>> Begin Extract to read

Implementing gate with two parameters using Qiskit in Python

Question

I am trying to implement the HHL algorithm (for solving $Ax=b$). I am assuming $A$ to be unitary and Hermitian so that I can find the Hamiltonian simulation for it easily. For any $A$ to be Hermitian and unitary, it has to be of form, $$ A = \begin{pmatrix} x & \pm\sqrt{1-x^2}\\ \pm\sqrt{1-x^2} & x\end{pmatrix} $$ I reduced $e^{i\alpha A}$ to following (by using formula $e^{i\theta A} = (\cos\theta)I + i(\sin\theta)A$ where $A^2=I$), but I don't know how to implement it on Qiskit. $$ e^{i\alpha A} = \begin{pmatrix} \cos\alpha+i\sin\alpha\cos\frac{\theta}{2} & i\sin\alpha \sin\frac{\theta}{2} \\ i\sin\alpha \sin\frac{\theta}{2} & \cos\alpha+i\sin\alpha\cos\frac{\theta}{2} \end{pmatrix} .$$ where $\theta = 2\cos^{-1}{x}$. How to construct this gate?

Answer 1

There are plenty of methods that can be used to implement a given unitary matrix.

Only for 1-qubit gates ($2\times 2$ matrix):

1. The algorithm described in https://arxiv.org/abs/1212.6253 seems to be the most efficient at the moment. It is restricted to 1-qubit quantum gates ($2\times 2$ unitary matrices) and only decompose in the Clifford + T basis.
2. See this answer from @Niel de Beaudrap for other links.

For n-qubit gates ($2^n \times 2^n$ unitary matrices):

1. The Solovay-Kitaev algorithm.
2. All the Hamiltonian simulation algorithms. See my answer on another question for a list of links about Hamiltonian simulation.

---

As you specifically mentioned Qiskit, you will probably be interested by this answer that show how to use Qiskit to initialise the $|0^{\otimes n}\rangle$ state to an arbitrary state.

If you give to this procedure the desired output state $$ e^{i\alpha A}|0\rangle = \begin{pmatrix} \cos\alpha+i\sin\alpha\cos\frac{\theta}{2} & i\sin\alpha \sin\frac{\theta}{2} \\ i\sin\alpha \sin\frac{\theta}{2} & \cos\alpha+i\sin\alpha\cos\frac{\theta}{2} \end{pmatrix} \begin{pmatrix}1 \\ 0\end{pmatrix} = \begin{pmatrix} \cos\alpha+i\sin\alpha\cos\frac{\theta}{2} \\ i\sin\alpha \sin\frac{\theta}{2}\end{pmatrix} $$ then the quantum circuit generated by the procedure will implement the unitary $e^{i\alpha A}$.

>> End Extract to read
>> Begin Information shown

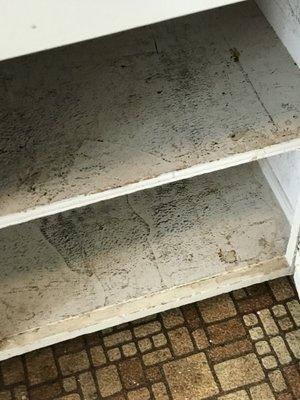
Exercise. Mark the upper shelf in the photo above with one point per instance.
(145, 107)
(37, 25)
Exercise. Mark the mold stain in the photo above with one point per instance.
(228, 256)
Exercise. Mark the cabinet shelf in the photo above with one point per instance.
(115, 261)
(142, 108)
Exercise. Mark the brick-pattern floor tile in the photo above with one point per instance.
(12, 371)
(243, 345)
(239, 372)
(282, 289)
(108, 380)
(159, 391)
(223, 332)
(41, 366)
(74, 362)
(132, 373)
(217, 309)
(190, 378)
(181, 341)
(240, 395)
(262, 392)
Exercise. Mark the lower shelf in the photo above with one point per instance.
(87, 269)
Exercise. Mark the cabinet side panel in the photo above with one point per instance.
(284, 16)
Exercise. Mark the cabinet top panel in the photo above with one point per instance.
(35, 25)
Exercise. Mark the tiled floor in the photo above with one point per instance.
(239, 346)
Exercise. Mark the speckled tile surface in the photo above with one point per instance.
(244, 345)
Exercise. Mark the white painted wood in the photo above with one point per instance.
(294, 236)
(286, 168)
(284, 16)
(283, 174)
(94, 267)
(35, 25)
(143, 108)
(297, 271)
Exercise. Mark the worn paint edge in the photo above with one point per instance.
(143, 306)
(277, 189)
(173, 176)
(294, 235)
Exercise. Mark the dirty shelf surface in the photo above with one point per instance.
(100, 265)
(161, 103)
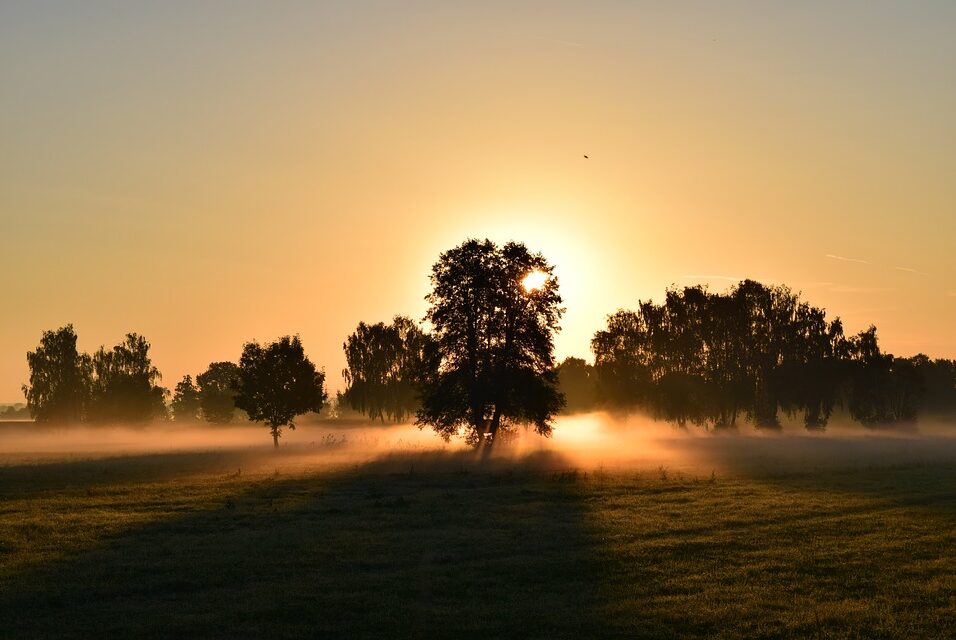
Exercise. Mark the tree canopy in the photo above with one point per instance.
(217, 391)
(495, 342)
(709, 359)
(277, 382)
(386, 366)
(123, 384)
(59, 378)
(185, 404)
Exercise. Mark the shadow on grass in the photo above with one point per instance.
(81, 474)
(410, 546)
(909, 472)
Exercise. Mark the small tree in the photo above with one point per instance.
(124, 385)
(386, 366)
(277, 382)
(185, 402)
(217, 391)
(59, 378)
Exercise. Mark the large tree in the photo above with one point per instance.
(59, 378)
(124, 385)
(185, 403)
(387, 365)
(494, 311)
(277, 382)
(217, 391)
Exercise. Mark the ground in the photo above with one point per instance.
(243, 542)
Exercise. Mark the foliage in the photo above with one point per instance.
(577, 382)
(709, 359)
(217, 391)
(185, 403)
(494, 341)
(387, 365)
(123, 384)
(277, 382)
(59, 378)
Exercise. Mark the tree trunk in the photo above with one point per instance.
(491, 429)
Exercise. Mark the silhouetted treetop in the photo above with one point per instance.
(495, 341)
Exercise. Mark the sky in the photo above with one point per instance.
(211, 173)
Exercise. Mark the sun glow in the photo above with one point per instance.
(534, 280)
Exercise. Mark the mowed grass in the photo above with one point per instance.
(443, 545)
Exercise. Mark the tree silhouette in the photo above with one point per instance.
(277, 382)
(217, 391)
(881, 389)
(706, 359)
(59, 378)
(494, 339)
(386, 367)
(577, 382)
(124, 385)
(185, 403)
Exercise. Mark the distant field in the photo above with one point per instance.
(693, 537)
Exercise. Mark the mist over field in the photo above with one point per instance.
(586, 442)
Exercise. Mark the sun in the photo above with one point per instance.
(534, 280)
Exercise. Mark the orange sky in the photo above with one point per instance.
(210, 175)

>> End Information shown

> What you will do:
1. List every link or earlier answer that the reply in the thread refers the reader to.
2. Answer these questions about the thread:
(a) Which algorithm is the asker trying to implement?
(b) Which algorithm is listed first for n-qubit gates?
(c) What is θ defined as in the question?
3. Decide whether each statement agrees with the thread, and answer yes or no.
(a) The algorithm at the arXiv link is limited to 1-qubit gates.
(b) The asker assumes A is neither unitary nor Hermitian.
(c) The algorithm at the arXiv link can decompose into any basis.
The listing plays no part here and can be left aside.

> Problem solutions:
1.
- https://arxiv.org/abs/1212.6253
- An answer from @Niel de Beaudrap with other links
- The replier's own answer on another question, with a list of links about Hamiltonian simulation
- An answer showing how to use Qiskit to initialise the all-zero state to an arbitrary state

2.
(a) The HHL algorithm, for solving Ax=b.
(b) The Solovay-Kitaev algorithm.
(c) θ is defined as 2 times the inverse cosine of x.

3.
(a) Yes: "It is restricted to 1-qubit quantum gates"
(b) No: "I am assuming $A$ to be unitary and Hermitian"
(c) No: "only decompose in the Clifford + T basis"